**WHAT IS BEING ASKED**. Rewrite the records below, replacing every "pick planner" with "grasp planner" and leaving everything else unchanged.

**Named-object pointing records**.
** begin **

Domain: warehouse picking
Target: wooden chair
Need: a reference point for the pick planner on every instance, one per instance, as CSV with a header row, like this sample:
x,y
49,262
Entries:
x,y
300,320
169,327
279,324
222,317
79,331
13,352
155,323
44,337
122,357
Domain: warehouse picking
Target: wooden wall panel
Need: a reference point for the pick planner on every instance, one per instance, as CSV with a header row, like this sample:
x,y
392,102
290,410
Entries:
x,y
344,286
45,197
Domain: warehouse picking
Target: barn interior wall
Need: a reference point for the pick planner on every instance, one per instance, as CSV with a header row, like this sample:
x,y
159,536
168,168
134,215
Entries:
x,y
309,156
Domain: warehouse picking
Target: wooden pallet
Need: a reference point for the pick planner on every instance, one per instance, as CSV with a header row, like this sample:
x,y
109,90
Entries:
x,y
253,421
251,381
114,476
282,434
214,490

** end **

**OUTPUT OF THE EXERCISE**.
Domain: warehouse picking
Target: wooden chair
Need: a reference point for the grasp planner on every instance, one per instance, as CSV with a header row, like this sample:
x,y
49,262
Entries:
x,y
300,320
169,327
279,324
222,317
79,331
13,352
155,323
44,337
122,357
Domain: warehouse picking
Target: wooden wall panel
Need: a reference point for the grasp planner on every instance, one per instance, as CSV with a header row, like this sample:
x,y
392,102
290,410
Entries:
x,y
344,286
45,197
Domain: warehouse picking
Target: barn interior wall
Need: a reference point for the grasp planner on every instance, one per instance, as CSV with a header row, like this sample:
x,y
159,536
168,168
134,215
Entries:
x,y
309,156
Domain: warehouse picking
Target: wooden pallet
Need: a reference point for the grasp planner on every instance, one per instance, as CSV with a header row, like this sample:
x,y
109,90
Entries:
x,y
253,421
251,381
114,476
282,434
214,490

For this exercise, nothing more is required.